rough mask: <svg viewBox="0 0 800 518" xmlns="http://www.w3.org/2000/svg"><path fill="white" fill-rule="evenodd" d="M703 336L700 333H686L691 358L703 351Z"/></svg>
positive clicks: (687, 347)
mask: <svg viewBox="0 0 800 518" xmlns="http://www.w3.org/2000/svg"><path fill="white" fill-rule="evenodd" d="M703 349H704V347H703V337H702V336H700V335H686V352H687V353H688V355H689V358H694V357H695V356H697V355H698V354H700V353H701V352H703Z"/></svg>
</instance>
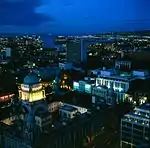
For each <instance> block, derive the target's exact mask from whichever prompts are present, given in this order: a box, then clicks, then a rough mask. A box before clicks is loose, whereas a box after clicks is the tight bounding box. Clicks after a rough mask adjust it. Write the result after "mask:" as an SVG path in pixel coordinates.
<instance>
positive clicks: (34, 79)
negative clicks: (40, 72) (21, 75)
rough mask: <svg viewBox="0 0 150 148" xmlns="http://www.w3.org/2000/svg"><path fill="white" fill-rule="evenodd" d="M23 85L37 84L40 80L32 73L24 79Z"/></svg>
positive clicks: (38, 77) (37, 76) (38, 82)
mask: <svg viewBox="0 0 150 148" xmlns="http://www.w3.org/2000/svg"><path fill="white" fill-rule="evenodd" d="M23 83H24V84H38V83H40V78H39V77H38V76H36V75H35V74H33V73H30V74H29V75H28V76H26V77H25V78H24V81H23Z"/></svg>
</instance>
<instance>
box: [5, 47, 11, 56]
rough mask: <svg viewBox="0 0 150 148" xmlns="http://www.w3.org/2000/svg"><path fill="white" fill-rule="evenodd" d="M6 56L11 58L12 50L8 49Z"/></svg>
mask: <svg viewBox="0 0 150 148" xmlns="http://www.w3.org/2000/svg"><path fill="white" fill-rule="evenodd" d="M5 55H6V57H11V48H6V50H5Z"/></svg>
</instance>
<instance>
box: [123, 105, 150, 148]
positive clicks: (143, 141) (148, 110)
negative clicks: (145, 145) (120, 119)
mask: <svg viewBox="0 0 150 148" xmlns="http://www.w3.org/2000/svg"><path fill="white" fill-rule="evenodd" d="M120 140H121V141H120V147H121V148H125V147H127V146H128V147H129V148H137V147H138V146H140V145H141V144H142V143H143V142H144V143H149V141H150V103H146V104H143V105H141V106H139V107H136V108H135V109H134V110H133V112H131V113H129V114H126V115H125V116H124V117H123V118H122V119H121V136H120Z"/></svg>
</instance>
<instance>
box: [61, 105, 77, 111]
mask: <svg viewBox="0 0 150 148" xmlns="http://www.w3.org/2000/svg"><path fill="white" fill-rule="evenodd" d="M60 109H62V110H66V111H70V112H72V111H75V110H77V108H75V107H73V106H69V105H64V106H62V107H61V108H60Z"/></svg>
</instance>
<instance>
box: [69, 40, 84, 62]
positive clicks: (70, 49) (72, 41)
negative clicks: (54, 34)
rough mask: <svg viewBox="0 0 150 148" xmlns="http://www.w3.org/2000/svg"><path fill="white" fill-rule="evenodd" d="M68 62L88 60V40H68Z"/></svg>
mask: <svg viewBox="0 0 150 148" xmlns="http://www.w3.org/2000/svg"><path fill="white" fill-rule="evenodd" d="M66 58H67V62H71V63H84V62H86V60H87V50H86V41H85V40H84V39H73V40H68V41H67V57H66Z"/></svg>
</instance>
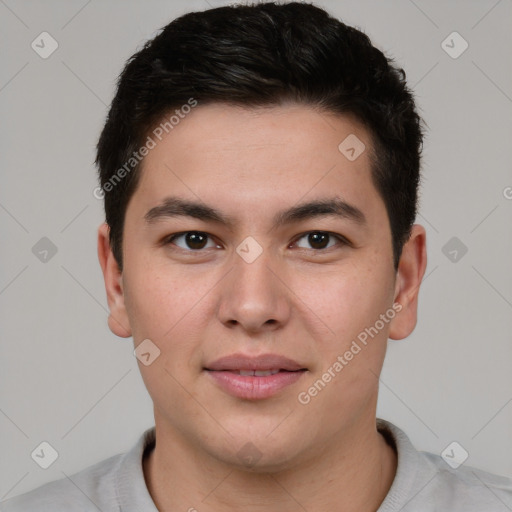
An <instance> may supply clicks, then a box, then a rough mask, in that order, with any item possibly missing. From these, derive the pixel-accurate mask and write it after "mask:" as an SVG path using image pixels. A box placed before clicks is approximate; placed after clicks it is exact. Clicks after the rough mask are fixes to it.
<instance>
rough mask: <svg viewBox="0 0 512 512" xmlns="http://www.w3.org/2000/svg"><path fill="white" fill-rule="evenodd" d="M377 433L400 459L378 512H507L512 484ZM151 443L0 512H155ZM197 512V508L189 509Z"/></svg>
mask: <svg viewBox="0 0 512 512" xmlns="http://www.w3.org/2000/svg"><path fill="white" fill-rule="evenodd" d="M377 425H378V429H379V431H380V432H381V433H382V434H383V435H384V436H385V438H386V439H387V440H388V442H389V443H391V444H394V445H395V447H396V450H397V453H398V467H397V473H396V476H395V479H394V481H393V485H392V486H391V489H390V490H389V493H388V495H387V496H386V498H385V500H384V501H383V503H382V504H381V506H380V507H379V509H378V512H399V511H400V512H448V511H449V512H510V511H512V479H509V478H505V477H500V476H496V475H492V474H490V473H486V472H484V471H480V470H477V469H474V468H471V467H467V466H465V465H461V466H459V467H458V468H457V469H452V468H451V467H450V466H449V465H448V464H447V463H446V462H445V461H444V460H443V458H442V457H440V456H439V455H434V454H432V453H427V452H419V451H417V450H416V449H415V448H414V446H413V445H412V444H411V442H410V440H409V438H408V437H407V436H406V435H405V434H404V432H402V430H400V429H399V428H398V427H396V426H395V425H393V424H391V423H389V422H387V421H384V420H381V419H377ZM154 442H155V429H154V427H153V428H150V429H148V430H146V432H144V434H143V435H142V436H141V437H140V439H139V441H138V442H137V444H136V445H135V446H134V447H133V448H132V449H131V450H130V451H129V452H128V453H125V454H120V455H115V456H113V457H110V458H109V459H106V460H104V461H101V462H99V463H97V464H95V465H93V466H90V467H88V468H86V469H84V470H82V471H80V472H79V473H75V474H74V475H72V476H71V477H69V479H68V478H63V479H61V480H56V481H54V482H50V483H48V484H45V485H43V486H41V487H39V488H37V489H35V490H33V491H30V492H28V493H26V494H22V495H21V496H16V497H14V498H11V499H8V500H5V501H3V502H1V503H0V511H1V512H89V511H91V512H98V510H100V511H102V512H120V511H121V512H158V509H157V508H156V506H155V504H154V502H153V500H152V499H151V496H150V494H149V492H148V489H147V487H146V484H145V480H144V473H143V469H142V459H143V456H144V452H145V450H150V449H152V447H153V446H154ZM191 505H192V506H195V507H196V508H197V510H201V506H200V505H201V504H200V503H197V504H195V505H194V504H193V503H192V504H191Z"/></svg>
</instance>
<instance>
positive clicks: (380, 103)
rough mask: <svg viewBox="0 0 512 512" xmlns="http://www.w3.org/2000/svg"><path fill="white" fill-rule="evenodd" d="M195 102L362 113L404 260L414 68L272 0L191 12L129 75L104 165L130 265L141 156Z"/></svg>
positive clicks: (417, 115) (115, 111) (408, 235)
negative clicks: (167, 115) (131, 216)
mask: <svg viewBox="0 0 512 512" xmlns="http://www.w3.org/2000/svg"><path fill="white" fill-rule="evenodd" d="M191 99H192V100H193V101H195V102H198V103H199V104H200V105H205V104H208V103H212V102H221V103H227V104H232V105H238V106H245V107H249V108H252V107H254V108H256V107H262V106H278V105H282V104H284V103H290V102H295V103H297V104H301V105H305V106H311V107H314V108H317V109H319V110H321V111H325V112H329V113H334V114H344V115H349V116H353V117H354V118H355V119H356V120H357V121H359V122H360V123H361V124H362V125H363V126H364V128H365V129H366V130H367V131H368V133H369V135H370V137H371V148H370V149H371V150H370V152H369V154H370V156H371V159H372V160H371V161H372V169H371V172H372V179H373V182H374V185H375V187H376V189H377V191H378V192H379V194H380V195H381V197H382V199H383V201H384V203H385V206H386V210H387V213H388V217H389V224H390V229H391V234H392V244H393V247H392V249H393V258H394V265H395V269H397V268H398V262H399V260H400V255H401V253H402V248H403V245H404V243H405V242H406V241H407V240H408V238H409V237H410V234H411V227H412V225H413V223H414V220H415V218H416V211H417V203H418V187H419V181H420V155H421V151H422V145H423V133H422V126H421V124H422V122H423V121H422V119H421V118H420V117H419V115H418V114H417V112H416V107H415V104H414V99H413V96H412V93H411V91H410V90H409V89H408V87H407V85H406V81H405V72H404V71H403V69H401V68H398V67H396V66H394V65H393V59H391V58H387V57H386V56H385V55H384V54H383V53H382V52H381V51H380V50H378V49H377V48H375V47H374V46H373V45H372V43H371V41H370V39H369V38H368V36H367V35H366V34H364V33H363V32H361V31H360V30H357V29H356V28H353V27H350V26H347V25H345V24H344V23H342V22H341V21H339V20H337V19H336V18H333V17H331V16H330V15H329V14H328V13H327V12H326V11H324V10H323V9H321V8H319V7H316V6H314V5H311V4H305V3H299V2H291V3H287V4H278V3H276V2H266V3H257V4H252V5H233V6H226V7H219V8H215V9H209V10H206V11H203V12H191V13H188V14H185V15H183V16H181V17H179V18H177V19H175V20H174V21H172V22H171V23H169V24H168V25H167V26H165V27H164V28H163V29H162V31H161V32H160V33H159V34H158V35H157V36H156V37H155V38H154V39H152V40H150V41H148V42H147V43H146V44H145V45H144V46H143V48H142V49H141V50H140V51H138V52H137V53H135V54H134V55H133V56H132V57H131V58H130V59H129V60H128V62H127V63H126V66H125V68H124V70H123V71H122V73H121V74H120V76H119V78H118V82H117V93H116V95H115V97H114V99H113V101H112V105H111V107H110V111H109V114H108V117H107V120H106V123H105V126H104V128H103V131H102V133H101V136H100V139H99V142H98V146H97V157H96V164H97V165H98V169H99V179H100V186H101V189H102V191H103V192H102V197H104V201H105V213H106V222H107V224H108V225H109V227H110V245H111V248H112V252H113V254H114V257H115V258H116V261H117V263H118V265H119V267H120V268H121V269H122V268H123V267H122V265H123V259H122V238H123V227H124V219H125V213H126V208H127V205H128V202H129V200H130V198H131V197H132V195H133V193H134V192H135V190H136V188H137V183H138V181H139V178H140V171H141V164H140V163H139V160H136V159H134V157H133V155H134V154H135V152H137V151H138V150H139V149H140V148H141V147H142V146H143V145H144V144H145V142H146V141H147V140H148V139H147V137H148V134H149V133H151V130H152V129H153V128H154V127H155V126H156V125H157V124H158V123H159V122H161V121H162V119H164V117H165V116H166V115H169V114H170V113H171V112H172V111H173V109H176V108H180V107H181V106H183V105H187V104H191ZM177 113H178V112H177ZM340 142H341V141H340ZM137 156H138V157H139V158H140V155H138V154H137ZM140 161H142V160H140ZM127 162H130V167H131V168H130V167H128V168H127V166H126V164H127ZM122 168H124V170H125V171H124V172H122V173H121V172H120V171H121V169H122ZM116 173H117V178H119V179H116V180H115V182H113V181H112V178H115V177H116ZM121 175H122V176H121ZM120 177H122V179H120ZM105 192H106V193H105Z"/></svg>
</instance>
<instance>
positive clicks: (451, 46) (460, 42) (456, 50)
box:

####################

Reproduce the lines running from the start of the rows above through the line containing "positive clicks: (687, 347)", both ends included.

* _Output of the task_
rough mask: <svg viewBox="0 0 800 518" xmlns="http://www.w3.org/2000/svg"><path fill="white" fill-rule="evenodd" d="M703 336L700 333H686L691 358L703 351Z"/></svg>
positive clicks: (687, 347)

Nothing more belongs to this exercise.